Written request | Show each line from the items below that contains the word "engine". Case counts.

Data supplied |

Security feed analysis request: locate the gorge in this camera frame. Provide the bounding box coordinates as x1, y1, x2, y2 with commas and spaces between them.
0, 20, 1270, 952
--
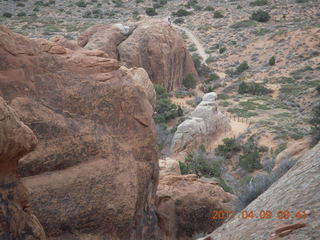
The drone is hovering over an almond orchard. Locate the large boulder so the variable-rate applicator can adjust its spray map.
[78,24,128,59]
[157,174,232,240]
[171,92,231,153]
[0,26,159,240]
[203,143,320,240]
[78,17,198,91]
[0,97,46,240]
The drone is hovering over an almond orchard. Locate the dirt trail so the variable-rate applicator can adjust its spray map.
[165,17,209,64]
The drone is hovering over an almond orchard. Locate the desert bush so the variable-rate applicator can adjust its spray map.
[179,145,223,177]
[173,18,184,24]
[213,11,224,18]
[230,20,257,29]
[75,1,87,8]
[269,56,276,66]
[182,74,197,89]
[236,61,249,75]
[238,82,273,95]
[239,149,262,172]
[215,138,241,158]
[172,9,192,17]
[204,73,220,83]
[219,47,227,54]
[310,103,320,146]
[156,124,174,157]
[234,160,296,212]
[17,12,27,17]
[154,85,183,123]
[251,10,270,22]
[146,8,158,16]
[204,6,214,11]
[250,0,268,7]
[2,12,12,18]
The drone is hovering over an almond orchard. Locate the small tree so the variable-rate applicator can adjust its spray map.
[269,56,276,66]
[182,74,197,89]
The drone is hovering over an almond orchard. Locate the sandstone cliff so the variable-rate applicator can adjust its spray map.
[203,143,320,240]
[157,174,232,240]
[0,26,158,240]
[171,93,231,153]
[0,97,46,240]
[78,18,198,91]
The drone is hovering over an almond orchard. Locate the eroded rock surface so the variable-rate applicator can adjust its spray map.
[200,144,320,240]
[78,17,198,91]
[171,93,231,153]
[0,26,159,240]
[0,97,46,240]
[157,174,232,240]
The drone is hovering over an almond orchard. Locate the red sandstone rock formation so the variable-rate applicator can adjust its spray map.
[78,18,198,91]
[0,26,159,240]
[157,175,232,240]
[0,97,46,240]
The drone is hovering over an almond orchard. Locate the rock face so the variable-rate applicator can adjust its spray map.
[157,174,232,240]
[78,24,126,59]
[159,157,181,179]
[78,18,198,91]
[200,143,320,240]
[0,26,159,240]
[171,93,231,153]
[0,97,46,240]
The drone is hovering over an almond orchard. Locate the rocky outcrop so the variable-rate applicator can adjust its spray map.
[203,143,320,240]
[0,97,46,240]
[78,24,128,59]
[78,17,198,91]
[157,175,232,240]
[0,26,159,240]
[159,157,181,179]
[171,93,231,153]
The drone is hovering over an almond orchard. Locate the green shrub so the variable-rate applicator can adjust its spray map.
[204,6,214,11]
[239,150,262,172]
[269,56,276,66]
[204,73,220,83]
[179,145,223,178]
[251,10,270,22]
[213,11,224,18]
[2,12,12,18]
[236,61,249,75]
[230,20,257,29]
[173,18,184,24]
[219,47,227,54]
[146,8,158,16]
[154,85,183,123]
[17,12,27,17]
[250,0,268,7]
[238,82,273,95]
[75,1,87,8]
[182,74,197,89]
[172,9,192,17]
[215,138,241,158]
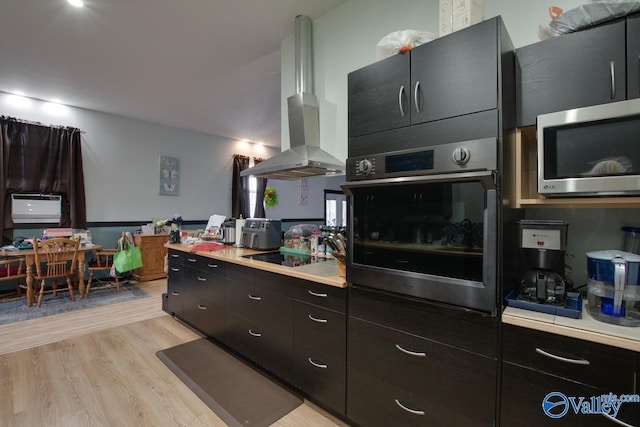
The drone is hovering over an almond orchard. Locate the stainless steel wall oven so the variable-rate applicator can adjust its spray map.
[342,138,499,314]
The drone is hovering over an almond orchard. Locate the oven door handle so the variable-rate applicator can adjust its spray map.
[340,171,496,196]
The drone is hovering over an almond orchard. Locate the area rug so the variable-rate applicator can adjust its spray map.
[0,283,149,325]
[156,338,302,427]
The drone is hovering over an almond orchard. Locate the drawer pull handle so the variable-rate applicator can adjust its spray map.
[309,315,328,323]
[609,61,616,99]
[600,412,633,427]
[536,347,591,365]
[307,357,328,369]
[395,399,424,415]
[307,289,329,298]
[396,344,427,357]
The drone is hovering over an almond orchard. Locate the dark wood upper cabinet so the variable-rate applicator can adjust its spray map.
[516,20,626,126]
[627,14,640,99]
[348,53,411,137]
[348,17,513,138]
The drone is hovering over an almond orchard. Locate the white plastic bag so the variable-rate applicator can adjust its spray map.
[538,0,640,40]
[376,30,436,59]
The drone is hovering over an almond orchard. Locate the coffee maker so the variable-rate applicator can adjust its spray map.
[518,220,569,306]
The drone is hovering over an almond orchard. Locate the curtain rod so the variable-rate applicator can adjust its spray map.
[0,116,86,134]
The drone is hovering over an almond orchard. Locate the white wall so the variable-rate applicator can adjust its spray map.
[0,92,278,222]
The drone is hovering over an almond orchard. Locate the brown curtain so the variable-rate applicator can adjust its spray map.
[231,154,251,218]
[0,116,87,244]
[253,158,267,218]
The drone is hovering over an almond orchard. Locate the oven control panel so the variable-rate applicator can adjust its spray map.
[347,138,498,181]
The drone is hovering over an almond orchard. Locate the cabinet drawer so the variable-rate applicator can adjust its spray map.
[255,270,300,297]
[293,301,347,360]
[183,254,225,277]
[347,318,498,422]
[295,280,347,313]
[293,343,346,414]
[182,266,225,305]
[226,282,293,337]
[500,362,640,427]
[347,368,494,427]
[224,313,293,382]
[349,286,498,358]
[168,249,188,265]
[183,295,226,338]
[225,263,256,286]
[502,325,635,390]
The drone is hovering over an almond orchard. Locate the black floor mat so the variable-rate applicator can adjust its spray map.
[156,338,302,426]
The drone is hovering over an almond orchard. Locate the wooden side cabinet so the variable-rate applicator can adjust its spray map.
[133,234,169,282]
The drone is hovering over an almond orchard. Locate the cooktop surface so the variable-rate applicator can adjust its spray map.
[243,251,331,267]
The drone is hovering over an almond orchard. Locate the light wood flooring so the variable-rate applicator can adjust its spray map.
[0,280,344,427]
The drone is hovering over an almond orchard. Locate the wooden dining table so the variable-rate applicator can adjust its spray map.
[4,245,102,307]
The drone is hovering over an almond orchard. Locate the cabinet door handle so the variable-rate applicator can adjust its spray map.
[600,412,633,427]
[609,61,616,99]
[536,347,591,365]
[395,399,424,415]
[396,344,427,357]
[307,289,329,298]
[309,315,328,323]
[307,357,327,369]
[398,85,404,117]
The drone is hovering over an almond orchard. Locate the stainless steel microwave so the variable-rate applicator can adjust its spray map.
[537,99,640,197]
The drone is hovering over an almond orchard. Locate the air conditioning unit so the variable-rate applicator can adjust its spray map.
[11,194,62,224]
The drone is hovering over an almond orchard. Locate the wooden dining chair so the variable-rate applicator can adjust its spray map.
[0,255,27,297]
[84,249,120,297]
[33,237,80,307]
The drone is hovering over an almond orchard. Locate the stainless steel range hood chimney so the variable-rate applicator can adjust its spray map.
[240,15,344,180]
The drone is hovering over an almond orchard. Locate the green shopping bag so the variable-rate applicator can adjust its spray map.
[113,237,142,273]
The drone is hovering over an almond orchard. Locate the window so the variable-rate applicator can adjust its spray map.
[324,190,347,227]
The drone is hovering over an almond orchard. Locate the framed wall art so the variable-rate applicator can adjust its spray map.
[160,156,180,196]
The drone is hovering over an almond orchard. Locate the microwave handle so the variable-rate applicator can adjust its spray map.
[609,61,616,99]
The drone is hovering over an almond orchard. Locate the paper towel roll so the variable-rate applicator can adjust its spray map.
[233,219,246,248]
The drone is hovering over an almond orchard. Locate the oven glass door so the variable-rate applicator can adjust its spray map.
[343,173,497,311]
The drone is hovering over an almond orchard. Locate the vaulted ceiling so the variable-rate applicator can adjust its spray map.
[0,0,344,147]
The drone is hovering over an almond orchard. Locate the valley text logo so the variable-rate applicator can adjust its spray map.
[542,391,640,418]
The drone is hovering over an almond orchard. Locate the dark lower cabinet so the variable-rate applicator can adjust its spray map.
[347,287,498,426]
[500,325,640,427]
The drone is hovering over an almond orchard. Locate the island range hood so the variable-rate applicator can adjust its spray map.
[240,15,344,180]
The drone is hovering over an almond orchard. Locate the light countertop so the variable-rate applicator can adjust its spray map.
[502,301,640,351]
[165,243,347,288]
---
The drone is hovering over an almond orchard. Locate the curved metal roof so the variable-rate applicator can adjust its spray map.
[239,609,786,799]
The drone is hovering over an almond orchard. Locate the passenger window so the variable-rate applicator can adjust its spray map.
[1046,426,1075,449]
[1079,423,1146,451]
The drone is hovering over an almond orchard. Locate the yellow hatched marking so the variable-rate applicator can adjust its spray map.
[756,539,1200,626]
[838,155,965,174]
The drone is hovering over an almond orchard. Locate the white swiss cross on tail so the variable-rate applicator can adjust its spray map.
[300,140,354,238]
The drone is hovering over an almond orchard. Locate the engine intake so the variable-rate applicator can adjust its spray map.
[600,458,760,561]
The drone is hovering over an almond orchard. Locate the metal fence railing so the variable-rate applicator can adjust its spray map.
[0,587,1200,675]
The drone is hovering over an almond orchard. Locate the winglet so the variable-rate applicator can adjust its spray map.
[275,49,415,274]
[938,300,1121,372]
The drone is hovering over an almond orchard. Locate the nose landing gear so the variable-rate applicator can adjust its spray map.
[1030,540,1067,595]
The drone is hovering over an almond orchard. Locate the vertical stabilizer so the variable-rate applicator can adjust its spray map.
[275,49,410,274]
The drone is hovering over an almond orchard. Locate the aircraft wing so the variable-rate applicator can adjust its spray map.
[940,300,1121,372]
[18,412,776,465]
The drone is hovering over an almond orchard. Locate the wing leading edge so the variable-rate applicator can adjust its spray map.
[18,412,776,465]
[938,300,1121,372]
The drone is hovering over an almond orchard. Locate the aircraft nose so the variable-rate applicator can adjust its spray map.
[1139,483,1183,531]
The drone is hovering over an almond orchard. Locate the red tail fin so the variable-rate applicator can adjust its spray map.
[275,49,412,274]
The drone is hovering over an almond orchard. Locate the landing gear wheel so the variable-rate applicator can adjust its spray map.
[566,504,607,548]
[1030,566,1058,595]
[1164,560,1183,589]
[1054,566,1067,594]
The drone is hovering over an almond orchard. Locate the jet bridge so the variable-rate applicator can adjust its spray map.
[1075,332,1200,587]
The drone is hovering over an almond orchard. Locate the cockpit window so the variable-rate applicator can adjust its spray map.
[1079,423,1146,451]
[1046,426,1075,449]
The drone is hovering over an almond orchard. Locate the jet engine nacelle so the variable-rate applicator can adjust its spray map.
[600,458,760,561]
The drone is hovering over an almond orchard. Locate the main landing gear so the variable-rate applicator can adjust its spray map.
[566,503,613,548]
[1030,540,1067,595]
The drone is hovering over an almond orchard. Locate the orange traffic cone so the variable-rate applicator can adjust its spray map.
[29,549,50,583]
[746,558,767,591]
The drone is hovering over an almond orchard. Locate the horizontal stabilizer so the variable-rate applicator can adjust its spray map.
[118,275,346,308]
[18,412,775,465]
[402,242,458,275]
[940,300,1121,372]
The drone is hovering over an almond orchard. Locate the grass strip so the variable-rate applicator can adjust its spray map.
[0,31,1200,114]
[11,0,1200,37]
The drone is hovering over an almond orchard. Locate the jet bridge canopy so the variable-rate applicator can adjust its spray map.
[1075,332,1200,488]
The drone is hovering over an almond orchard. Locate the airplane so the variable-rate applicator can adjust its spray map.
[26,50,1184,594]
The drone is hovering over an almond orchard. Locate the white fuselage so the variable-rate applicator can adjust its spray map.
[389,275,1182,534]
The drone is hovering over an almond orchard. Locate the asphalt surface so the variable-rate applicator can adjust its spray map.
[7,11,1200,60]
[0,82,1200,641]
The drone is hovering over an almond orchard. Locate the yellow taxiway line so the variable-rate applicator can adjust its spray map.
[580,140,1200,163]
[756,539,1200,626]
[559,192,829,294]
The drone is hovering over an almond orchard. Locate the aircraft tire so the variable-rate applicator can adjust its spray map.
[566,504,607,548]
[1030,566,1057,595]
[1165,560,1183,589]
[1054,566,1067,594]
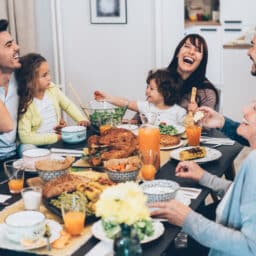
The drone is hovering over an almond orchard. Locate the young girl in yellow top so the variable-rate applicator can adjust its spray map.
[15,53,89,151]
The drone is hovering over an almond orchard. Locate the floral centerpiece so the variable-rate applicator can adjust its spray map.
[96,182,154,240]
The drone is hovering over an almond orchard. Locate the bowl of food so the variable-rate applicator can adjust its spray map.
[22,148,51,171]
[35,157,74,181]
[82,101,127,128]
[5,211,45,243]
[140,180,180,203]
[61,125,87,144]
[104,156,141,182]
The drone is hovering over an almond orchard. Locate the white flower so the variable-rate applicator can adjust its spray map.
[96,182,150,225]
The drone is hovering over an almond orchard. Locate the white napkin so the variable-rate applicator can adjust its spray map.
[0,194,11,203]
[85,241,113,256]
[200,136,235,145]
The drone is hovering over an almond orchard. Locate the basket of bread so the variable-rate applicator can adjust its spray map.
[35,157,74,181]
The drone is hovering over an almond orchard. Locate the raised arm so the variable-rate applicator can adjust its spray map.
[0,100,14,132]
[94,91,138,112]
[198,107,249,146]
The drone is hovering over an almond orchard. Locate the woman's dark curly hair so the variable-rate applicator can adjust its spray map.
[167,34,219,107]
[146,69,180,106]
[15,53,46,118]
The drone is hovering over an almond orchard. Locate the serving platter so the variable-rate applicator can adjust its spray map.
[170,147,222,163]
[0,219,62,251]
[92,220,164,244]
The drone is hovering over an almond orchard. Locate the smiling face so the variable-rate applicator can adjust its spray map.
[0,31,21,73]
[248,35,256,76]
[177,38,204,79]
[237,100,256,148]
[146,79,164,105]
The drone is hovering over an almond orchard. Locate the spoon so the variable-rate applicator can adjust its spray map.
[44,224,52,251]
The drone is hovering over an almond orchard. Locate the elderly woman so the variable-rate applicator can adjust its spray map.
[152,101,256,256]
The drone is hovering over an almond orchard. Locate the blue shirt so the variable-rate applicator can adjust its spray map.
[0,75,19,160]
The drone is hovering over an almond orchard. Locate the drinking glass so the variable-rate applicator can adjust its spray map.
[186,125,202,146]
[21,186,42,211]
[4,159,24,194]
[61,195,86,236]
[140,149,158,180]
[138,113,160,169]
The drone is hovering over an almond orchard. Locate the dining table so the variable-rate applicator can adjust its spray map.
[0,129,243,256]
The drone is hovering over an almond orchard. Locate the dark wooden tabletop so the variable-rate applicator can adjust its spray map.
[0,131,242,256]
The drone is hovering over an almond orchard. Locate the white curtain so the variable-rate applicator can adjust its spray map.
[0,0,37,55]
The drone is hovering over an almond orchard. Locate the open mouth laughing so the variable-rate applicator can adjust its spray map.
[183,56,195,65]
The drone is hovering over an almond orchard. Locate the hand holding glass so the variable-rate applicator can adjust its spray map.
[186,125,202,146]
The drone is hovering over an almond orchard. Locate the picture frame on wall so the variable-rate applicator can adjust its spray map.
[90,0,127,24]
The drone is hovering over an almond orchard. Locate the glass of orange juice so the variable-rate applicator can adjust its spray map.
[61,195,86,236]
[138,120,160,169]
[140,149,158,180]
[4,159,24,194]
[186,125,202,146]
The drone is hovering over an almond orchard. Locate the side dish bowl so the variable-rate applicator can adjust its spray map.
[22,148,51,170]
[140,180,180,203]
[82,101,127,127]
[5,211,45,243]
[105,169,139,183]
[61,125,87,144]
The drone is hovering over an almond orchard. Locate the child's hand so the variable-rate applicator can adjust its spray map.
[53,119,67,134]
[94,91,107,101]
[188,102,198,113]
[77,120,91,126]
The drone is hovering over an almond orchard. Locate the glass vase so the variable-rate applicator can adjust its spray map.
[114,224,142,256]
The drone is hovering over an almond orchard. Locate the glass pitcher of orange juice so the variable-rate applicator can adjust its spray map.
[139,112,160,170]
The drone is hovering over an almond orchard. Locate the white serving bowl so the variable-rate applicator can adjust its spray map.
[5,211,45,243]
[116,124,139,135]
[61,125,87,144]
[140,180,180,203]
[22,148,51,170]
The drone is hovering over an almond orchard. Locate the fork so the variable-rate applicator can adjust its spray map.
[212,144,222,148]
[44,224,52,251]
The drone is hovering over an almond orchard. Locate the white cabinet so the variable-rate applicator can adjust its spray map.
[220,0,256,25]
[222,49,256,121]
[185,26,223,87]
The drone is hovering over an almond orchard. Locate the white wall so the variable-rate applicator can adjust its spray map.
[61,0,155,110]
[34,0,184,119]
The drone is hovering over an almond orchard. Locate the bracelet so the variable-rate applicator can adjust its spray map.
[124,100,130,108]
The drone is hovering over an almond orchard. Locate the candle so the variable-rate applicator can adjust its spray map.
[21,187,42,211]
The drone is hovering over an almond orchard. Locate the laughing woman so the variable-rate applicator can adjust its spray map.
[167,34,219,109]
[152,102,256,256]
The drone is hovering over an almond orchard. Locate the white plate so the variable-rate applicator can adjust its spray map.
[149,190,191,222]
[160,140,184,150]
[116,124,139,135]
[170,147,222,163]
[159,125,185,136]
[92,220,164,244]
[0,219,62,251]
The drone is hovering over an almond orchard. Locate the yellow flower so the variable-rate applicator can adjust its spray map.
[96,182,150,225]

Exercise output |
The drone is hovering over an almond orchard. Locate the engine intake so the variable-rate applicator can adjust its spray map.
The drone is hovering over an almond orchard. Locate the jet engine nacelle so the variable-rate applicator can adjust its spray map.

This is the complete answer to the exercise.